Assignment: Quote all of the data that follows exactly as written, skipping the images.

Listed records:
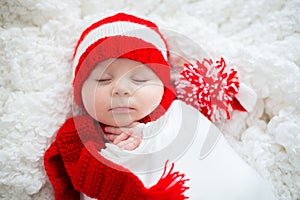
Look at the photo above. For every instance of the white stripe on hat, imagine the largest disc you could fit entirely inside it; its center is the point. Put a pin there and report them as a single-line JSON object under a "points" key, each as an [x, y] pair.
{"points": [[121, 28]]}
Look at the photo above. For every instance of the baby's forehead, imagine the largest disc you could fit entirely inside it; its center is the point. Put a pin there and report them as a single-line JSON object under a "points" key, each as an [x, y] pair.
{"points": [[121, 65]]}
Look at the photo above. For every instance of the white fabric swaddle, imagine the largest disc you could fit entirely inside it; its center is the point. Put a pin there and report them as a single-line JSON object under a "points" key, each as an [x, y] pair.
{"points": [[199, 150]]}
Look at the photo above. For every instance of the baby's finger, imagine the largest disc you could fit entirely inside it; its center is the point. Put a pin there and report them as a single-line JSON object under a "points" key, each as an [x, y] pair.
{"points": [[110, 137], [130, 144], [121, 137], [113, 130]]}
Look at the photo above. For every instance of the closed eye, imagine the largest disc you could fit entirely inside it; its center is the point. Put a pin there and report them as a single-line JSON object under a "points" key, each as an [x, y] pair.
{"points": [[139, 81], [104, 81]]}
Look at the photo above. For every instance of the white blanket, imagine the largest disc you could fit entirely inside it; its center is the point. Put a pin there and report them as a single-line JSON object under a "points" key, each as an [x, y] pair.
{"points": [[260, 38], [198, 149]]}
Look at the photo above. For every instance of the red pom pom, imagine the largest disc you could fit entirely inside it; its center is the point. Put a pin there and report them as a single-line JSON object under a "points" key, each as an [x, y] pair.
{"points": [[210, 87]]}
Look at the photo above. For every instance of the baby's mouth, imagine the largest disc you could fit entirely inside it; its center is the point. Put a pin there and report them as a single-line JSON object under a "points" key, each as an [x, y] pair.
{"points": [[121, 109]]}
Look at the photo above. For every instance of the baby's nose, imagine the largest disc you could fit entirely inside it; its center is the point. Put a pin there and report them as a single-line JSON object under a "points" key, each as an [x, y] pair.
{"points": [[121, 89]]}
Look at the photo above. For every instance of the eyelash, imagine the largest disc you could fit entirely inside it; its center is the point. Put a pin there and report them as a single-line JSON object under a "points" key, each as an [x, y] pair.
{"points": [[140, 80], [103, 81]]}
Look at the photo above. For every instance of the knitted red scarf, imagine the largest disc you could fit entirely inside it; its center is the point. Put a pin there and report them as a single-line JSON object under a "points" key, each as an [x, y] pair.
{"points": [[73, 165]]}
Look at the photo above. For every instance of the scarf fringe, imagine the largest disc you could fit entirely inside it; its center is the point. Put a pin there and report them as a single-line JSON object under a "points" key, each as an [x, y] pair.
{"points": [[169, 186]]}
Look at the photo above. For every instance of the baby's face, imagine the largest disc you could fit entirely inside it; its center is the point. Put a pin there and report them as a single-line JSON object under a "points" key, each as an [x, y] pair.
{"points": [[119, 92]]}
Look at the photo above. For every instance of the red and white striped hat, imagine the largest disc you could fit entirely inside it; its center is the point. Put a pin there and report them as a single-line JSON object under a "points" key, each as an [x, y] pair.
{"points": [[120, 36]]}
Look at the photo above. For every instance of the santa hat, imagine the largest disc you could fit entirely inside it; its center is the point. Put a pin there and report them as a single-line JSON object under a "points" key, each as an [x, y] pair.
{"points": [[122, 36]]}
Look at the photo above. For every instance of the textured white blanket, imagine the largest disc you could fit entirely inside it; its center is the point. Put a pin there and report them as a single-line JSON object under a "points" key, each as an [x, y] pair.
{"points": [[260, 38]]}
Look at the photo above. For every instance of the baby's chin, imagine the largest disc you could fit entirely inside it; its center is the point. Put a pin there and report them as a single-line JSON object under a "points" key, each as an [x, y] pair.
{"points": [[120, 123]]}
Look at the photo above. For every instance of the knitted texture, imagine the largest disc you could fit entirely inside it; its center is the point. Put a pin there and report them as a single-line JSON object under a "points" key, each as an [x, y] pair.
{"points": [[73, 164], [126, 37]]}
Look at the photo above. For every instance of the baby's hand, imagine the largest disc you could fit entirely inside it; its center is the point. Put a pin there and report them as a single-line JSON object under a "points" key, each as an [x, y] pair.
{"points": [[126, 138]]}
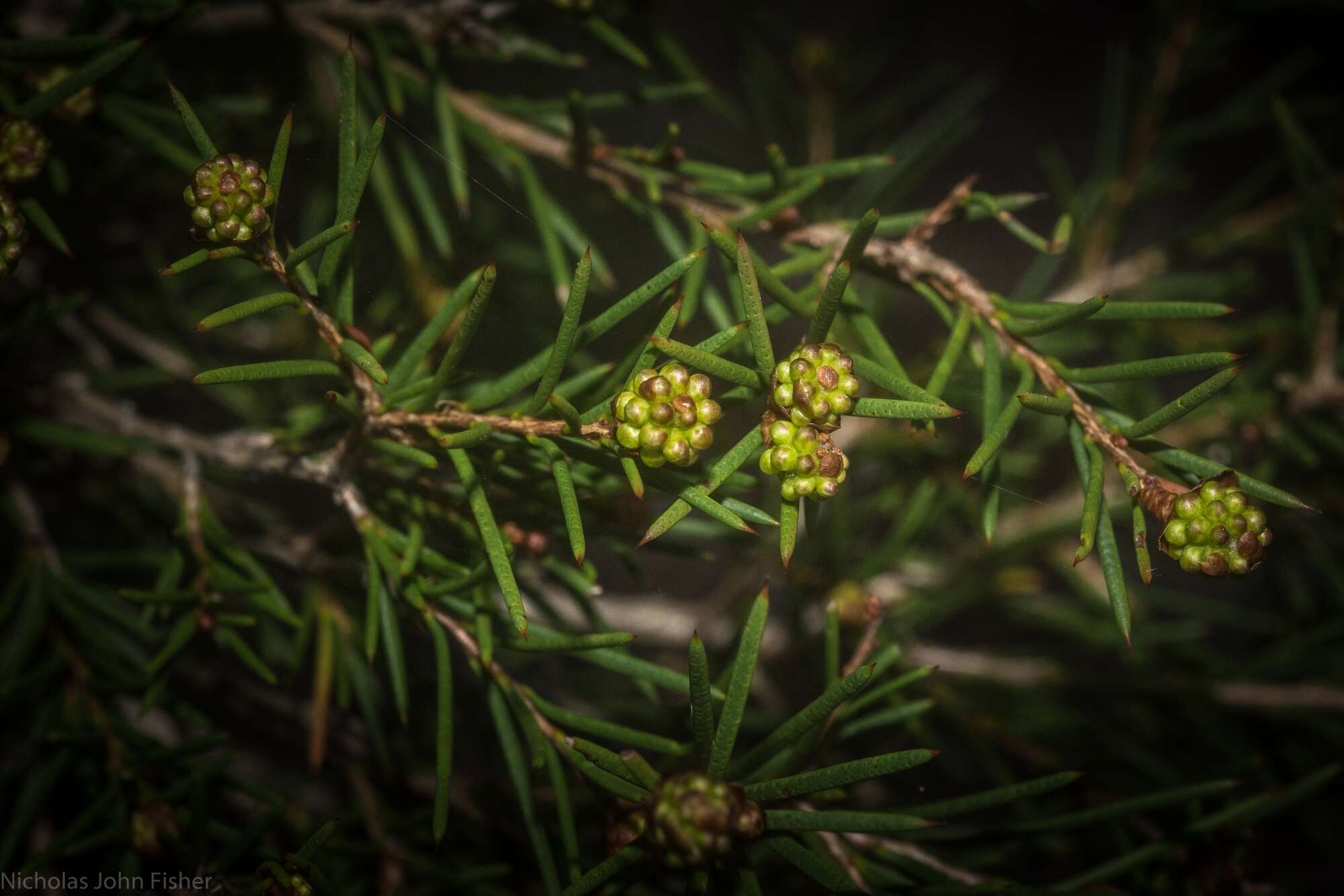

Answer box:
Look at the photo above. For every instance of the white stripe on hat, imagine the largest disc you could fit entirely inside it; its center is the point. Put a pin there and report them as a single-line JSON object under a "points" key, each as an [x, y] pair.
{"points": [[121, 28]]}
Look at the photo above. For every instance of the baby's forehead, imagine the largest disc you could fit entirely inside it; its center is the point. Put a pin there and report them as a single-line JSON object under a "points" key, each as an [x, y] pair.
{"points": [[121, 65]]}
Look at the photo above. For every instance of the white fabric swaddle, imagine the largest disc you could fit entirely inside it; its center is the point. Put a pin there and report them as a single-line JSON object under a "points" key, each as an [x, y] pair.
{"points": [[199, 150]]}
Look at the photo above. For every instance of the baby's finger, imagine the largest disc you could fit entirely inside it; its center is the point. Put a pin there and report them as a single-line JSON object under a "points" key, each as an [x, y] pair.
{"points": [[110, 137], [130, 144], [121, 137], [113, 130]]}
Look at the photo above. For every instance of the closed eye, imagine the largest disc you could fit entirely inside it; its center is the point. Put a pin there and report them as a single-line JSON object under a "points" key, each as an [x, y] pair.
{"points": [[139, 81], [104, 81]]}
Look at the photo above. For every instance of the white blanket, imagine the largest disc you could fit entirely inside it; its center is the point. Put a pin there and report them as a single-line JSON object under a "points" key, each as an [x, y] pair.
{"points": [[260, 38], [198, 149]]}
Look at the photo above. For every instance of the red pom pom, imagine the largest disc you could fit entirely inside it; its center is the point. Put a pin there and report them as a single-line JSON object under a "points" key, each as an [x, y] pair.
{"points": [[210, 87]]}
Look at the photo above. For every instance of the baby's mouth, imagine the largest disc you could fit entirely inside it; its center is the point. Put a pin there and report them as a single-line JSON object under a "points" key, each as an [x, y] pair.
{"points": [[121, 109]]}
Look at the photo above. For every instance of the baby's nose, imagine the largest disc you could fit entirely inside it; its center is the point. Put a pin there and report them as a single-line JSON object under a "points" key, each as an [x, y] pair.
{"points": [[121, 89]]}
Look at the photo above. For every instance of the eyelash, imagine the largest disc you could fit entirely inside it; its center is the point. Put a pin there and report them as a single-line JSON object under a "points" key, each as an [x, y] pair.
{"points": [[140, 80], [103, 81]]}
Look at the photo above. For every instance of the knitted red scarf, imagine the largest disc you could fit entirely inside it; its center is the point. Put a pin there and report them as a single-line JSON object under a "points" key, each as an [x, y] pair.
{"points": [[73, 165]]}
Look at the photo above. For every instance of the scarf fringe, imagine the largest disc you could fit entirely inside it; its center is the point. Put a pin there and report them as a single-line JSON object under a "points" key, each as an [x, y] pair.
{"points": [[169, 186]]}
Look at the photo above. For every instance of the baby's face, imagine the largest disc you could fit entirely inside it; its center is the point. Put a pin there and report them as a single-line JSON object under a "points" key, each as an [x, y] pair.
{"points": [[119, 92]]}
Look at the photo above. For every instance of the red and white striped hat, imagine the largest disc you could fit entirely inside it; its center is the point. Put a pin there and report them as a single-line JSON object under a "points" key, each as an [x, y] pair.
{"points": [[120, 36]]}
Look at the photo above. For every instance of the santa hat, imagine the largest disc you could fit entirely inside it; its center is the point. Put a pin there and report them as a single-line JSON object under a "points" key, each as an [x, y] pair.
{"points": [[122, 36]]}
Look at the photo above. For every instance of the textured white blanket, imagine the largest disc you could fit entirely inside it; its center is the point. Put a pin there and report them as a single-line JSON object under a "points" key, each as an [x, y] pair.
{"points": [[260, 38]]}
Look at the photo above. For every instance of the baby's chin, imagine the largest disc you could fit entirely inside it; its center is the point. Put a pin there and report them as a single-line JSON object under a "points" key, each as an [x, y] pair.
{"points": [[120, 123]]}
Look at the photo above. For every instance of the knitted texture, imagine the largest disc you could fit entirely inside it; its center is the point. Put a pin there and report them as a single-line JSON object under a "points" key, each as an [x, y] pair.
{"points": [[73, 164], [126, 37]]}
Look at the photo above. For every instance of the baby's hand, imagine the largest disc you could fit entirely inside it; its center is the point. Put a pin there and report them as a single-line JSON object under a "points" key, each as an [x, y] pair.
{"points": [[126, 138]]}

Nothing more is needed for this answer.